--- THE PROBLEM ---
Word for word, set down the entries that follow.

--- RECORD EXCERPTS ---
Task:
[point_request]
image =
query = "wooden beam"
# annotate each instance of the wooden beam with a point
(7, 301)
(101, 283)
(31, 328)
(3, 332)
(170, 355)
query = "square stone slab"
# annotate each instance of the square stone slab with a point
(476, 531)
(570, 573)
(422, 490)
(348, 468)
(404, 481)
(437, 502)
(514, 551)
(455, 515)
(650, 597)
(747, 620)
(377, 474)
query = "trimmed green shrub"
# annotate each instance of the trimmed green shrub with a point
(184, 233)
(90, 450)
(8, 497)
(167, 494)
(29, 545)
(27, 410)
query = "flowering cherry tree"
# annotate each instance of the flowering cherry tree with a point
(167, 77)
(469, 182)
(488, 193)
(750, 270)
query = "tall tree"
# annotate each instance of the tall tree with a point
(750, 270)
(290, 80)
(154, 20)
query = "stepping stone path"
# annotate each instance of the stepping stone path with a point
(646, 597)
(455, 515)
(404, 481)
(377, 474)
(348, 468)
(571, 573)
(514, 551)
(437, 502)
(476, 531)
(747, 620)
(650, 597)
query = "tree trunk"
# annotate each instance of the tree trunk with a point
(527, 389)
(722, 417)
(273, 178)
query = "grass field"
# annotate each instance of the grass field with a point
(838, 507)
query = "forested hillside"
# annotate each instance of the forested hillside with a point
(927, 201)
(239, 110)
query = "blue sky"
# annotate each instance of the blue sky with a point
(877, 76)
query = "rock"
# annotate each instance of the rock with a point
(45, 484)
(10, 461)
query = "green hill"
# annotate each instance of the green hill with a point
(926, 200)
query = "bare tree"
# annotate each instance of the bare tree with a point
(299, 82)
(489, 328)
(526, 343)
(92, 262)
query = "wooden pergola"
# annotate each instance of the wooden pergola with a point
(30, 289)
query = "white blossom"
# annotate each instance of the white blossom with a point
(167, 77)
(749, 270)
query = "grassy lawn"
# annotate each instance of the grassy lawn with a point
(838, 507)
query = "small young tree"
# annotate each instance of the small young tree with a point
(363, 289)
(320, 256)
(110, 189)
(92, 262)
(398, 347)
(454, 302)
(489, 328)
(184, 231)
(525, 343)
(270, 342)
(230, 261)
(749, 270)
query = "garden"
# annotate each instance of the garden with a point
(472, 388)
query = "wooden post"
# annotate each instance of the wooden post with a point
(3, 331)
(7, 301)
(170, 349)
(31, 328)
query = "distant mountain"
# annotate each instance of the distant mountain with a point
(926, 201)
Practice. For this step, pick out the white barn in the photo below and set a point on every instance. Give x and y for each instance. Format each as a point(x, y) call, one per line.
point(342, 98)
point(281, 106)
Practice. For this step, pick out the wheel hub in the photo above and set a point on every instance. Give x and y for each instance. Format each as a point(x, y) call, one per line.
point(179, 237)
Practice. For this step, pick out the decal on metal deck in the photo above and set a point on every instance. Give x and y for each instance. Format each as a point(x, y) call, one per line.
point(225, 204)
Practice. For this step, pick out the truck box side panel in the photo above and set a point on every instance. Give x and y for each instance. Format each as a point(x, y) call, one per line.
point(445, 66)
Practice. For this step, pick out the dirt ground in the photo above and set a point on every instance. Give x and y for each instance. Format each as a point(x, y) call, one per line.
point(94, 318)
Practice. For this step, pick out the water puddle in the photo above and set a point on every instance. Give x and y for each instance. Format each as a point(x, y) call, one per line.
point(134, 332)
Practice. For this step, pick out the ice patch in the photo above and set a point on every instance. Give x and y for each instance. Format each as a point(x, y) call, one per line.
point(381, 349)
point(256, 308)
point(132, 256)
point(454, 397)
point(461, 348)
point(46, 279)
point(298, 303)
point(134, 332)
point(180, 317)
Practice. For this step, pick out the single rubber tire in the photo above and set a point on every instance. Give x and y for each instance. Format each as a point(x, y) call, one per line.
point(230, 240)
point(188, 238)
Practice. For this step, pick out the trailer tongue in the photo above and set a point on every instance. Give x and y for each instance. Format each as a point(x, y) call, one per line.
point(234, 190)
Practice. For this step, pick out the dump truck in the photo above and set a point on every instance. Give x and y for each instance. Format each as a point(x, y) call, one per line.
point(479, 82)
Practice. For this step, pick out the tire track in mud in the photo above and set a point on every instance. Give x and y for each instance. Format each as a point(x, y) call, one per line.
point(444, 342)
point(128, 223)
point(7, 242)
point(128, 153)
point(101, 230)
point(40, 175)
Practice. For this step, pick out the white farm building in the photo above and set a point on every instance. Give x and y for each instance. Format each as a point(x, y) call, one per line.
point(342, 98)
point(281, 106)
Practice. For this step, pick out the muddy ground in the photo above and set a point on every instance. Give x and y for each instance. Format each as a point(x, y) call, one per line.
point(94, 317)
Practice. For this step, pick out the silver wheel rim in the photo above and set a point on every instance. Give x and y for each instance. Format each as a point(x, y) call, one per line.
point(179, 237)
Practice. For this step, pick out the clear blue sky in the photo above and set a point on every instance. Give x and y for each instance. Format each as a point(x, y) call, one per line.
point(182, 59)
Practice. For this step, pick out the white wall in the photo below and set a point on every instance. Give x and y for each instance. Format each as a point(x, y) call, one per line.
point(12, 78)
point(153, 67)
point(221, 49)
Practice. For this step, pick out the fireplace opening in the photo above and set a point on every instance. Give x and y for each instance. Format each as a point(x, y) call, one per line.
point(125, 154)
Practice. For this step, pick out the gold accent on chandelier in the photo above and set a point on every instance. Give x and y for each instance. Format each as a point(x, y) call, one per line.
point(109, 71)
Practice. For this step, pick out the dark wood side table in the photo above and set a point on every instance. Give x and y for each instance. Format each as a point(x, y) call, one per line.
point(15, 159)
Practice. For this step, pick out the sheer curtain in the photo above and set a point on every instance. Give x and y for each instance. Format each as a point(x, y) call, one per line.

--- EXPECTED OUTPUT ---
Task:
[point_request]
image =
query = "wooden beam"
# annotate each instance of the wooden beam with a point
(7, 301)
(101, 283)
(31, 328)
(3, 332)
(170, 355)
query = "square stone slab"
# annotate each instance of the square stone slab with a point
(476, 531)
(570, 573)
(422, 490)
(348, 468)
(404, 481)
(437, 502)
(514, 551)
(455, 515)
(650, 597)
(747, 620)
(377, 474)
query = "trimmed green shrub"
# annotate each instance of the trimmed green shrub with a point
(184, 233)
(90, 450)
(8, 497)
(167, 494)
(29, 545)
(27, 410)
query = "flowering cherry tree"
# annotate each instance of the flowering cherry tree with a point
(167, 77)
(469, 182)
(488, 193)
(750, 270)
query = "tall tree"
# annotate each instance of the tall tree with a point
(750, 270)
(290, 80)
(154, 20)
query = "stepping stone path"
# annotate each instance of the stepping stone path with a point
(646, 597)
(455, 515)
(404, 481)
(377, 474)
(348, 468)
(571, 573)
(514, 551)
(437, 502)
(476, 531)
(747, 620)
(650, 597)
query = "tree trunk"
# annotate each instance of the tree trunk with a point
(527, 389)
(722, 417)
(273, 178)
query = "grass field"
# annotate each instance of the grass field with a point
(838, 507)
query = "forested hillside"
# annotate each instance of the forested hillside with a point
(927, 201)
(239, 110)
query = "blue sky"
# annotate each instance of the blue sky with a point
(877, 76)
query = "rock"
# annotate each instance of the rock with a point
(45, 484)
(10, 461)
query = "green hill"
# annotate each instance of the green hill with a point
(926, 200)
query = "bare tree"
# annotate each instance of the bare tree with a point
(299, 82)
(489, 328)
(526, 343)
(92, 262)
query = "wooden pergola"
# annotate each instance of the wooden pergola with a point
(30, 289)
query = "white blossom"
# annotate each instance of the white blossom with a point
(167, 77)
(749, 270)
query = "grassy lawn"
# annotate each instance of the grassy lawn with a point
(838, 507)
query = "small young tree"
# annotate each instance of the small young tree with a point
(363, 289)
(320, 256)
(110, 189)
(92, 262)
(398, 347)
(454, 302)
(489, 328)
(184, 231)
(525, 343)
(270, 342)
(230, 261)
(749, 270)
query = "garden"
# annotate each instance of the garden with a point
(472, 388)
query = "wooden post"
# annotate each instance of the wooden post with a point
(3, 331)
(7, 301)
(170, 349)
(31, 328)
query = "distant mountain"
# annotate each instance of the distant mountain with a point
(926, 201)
Practice. For this step, pick out the white barn in the photo below and set a point on every instance. Give x and y for each instance. Format each as a point(x, y) call, one per line.
point(342, 98)
point(281, 106)
Practice. For this step, pick out the wheel hub in the photo above and set a point on every instance. Give x and y for each instance. Format each as a point(x, y) call, one per line.
point(179, 237)
Practice. For this step, pick out the decal on metal deck in the photo above and set a point on every instance. Give x and y for each instance. Format each as a point(x, y) call, one per line.
point(225, 204)
Practice. For this step, pick out the truck box side panel in the photo above and set a point on every instance. Give x and y for each instance. Format each as a point(x, y) call, one per line.
point(445, 66)
Practice. For this step, pick out the dirt ground in the photo above and set a point on every instance. Give x and y for each instance. Format each as a point(x, y) call, one per line.
point(94, 318)
Practice. For this step, pick out the water puddle in the photo above and set a point on every instance. Give x and y for each instance. Format each as a point(x, y) call, one per line.
point(134, 332)
Practice. For this step, pick out the ice patch in the photo above and set a point on every instance. Give x and y for each instance. Format each as a point(x, y) call, one per line.
point(381, 349)
point(256, 308)
point(132, 256)
point(454, 397)
point(461, 348)
point(46, 279)
point(298, 303)
point(134, 332)
point(180, 317)
Practice. For this step, pick out the single rubber tire in the photo above and set a point on every instance. Give x and y for each instance. Format each as a point(x, y) call, one per line.
point(230, 240)
point(188, 238)
Practice. For this step, pick out the trailer tongue in the photo above and set a point on every instance. Give x and y for each instance. Format each as a point(x, y) call, one per line.
point(234, 190)
Practice. For this step, pick out the dump truck in the photo above and set a point on every instance. Give x and y for each instance. Format each as a point(x, y) call, one per line.
point(479, 82)
Practice. For this step, pick out the tire track in mud in the photo above and set a point on every instance. Give x and y for each instance. Format each as a point(x, y) call, one per line.
point(444, 342)
point(128, 223)
point(7, 242)
point(128, 153)
point(101, 230)
point(40, 175)
Practice. For this step, pick out the white farm building in the photo above and set a point on every instance. Give x and y for each instance. Format each as a point(x, y) call, one per line.
point(342, 98)
point(281, 106)
Practice. For this step, pick out the muddy ground in the photo above and set a point on every instance. Give x and y for each instance. Format each as a point(x, y) call, one per line.
point(94, 317)
Practice. For this step, pick out the silver wheel rim in the photo above and set a point on every instance. Give x and y for each instance. Format each as a point(x, y) call, one per line.
point(179, 237)
Practice. For this step, pick out the clear blue sky in the photo above and set a point on every instance. Give x and y for each instance. Format each as a point(x, y) call, one per line.
point(182, 59)
Practice. For this step, pick out the white wall in the photo below and set a point on every instance. Give x and y for each instance. Format each as a point(x, y) call, one per line.
point(12, 78)
point(153, 67)
point(221, 49)
Practice. For this step, pick out the fireplace opening in the photo above and set a point on every instance. Give x and y for each instance. Format each as a point(x, y) call, one per line.
point(125, 154)
Practice. For this step, pick out the gold accent on chandelier in the photo above and set a point on every instance. Give x and y for each instance. Format each as a point(x, y) call, one per line.
point(109, 71)
Practice. For this step, pick out the dark wood side table in the photo above and set a point on every instance. Give x and y for each instance. Format each as a point(x, y) call, one per line.
point(15, 159)
Practice. For this step, pick out the sheer curtain in the photo above and set a point on every instance. Give x and y for each instance. Format each as a point(x, y) call, one per line.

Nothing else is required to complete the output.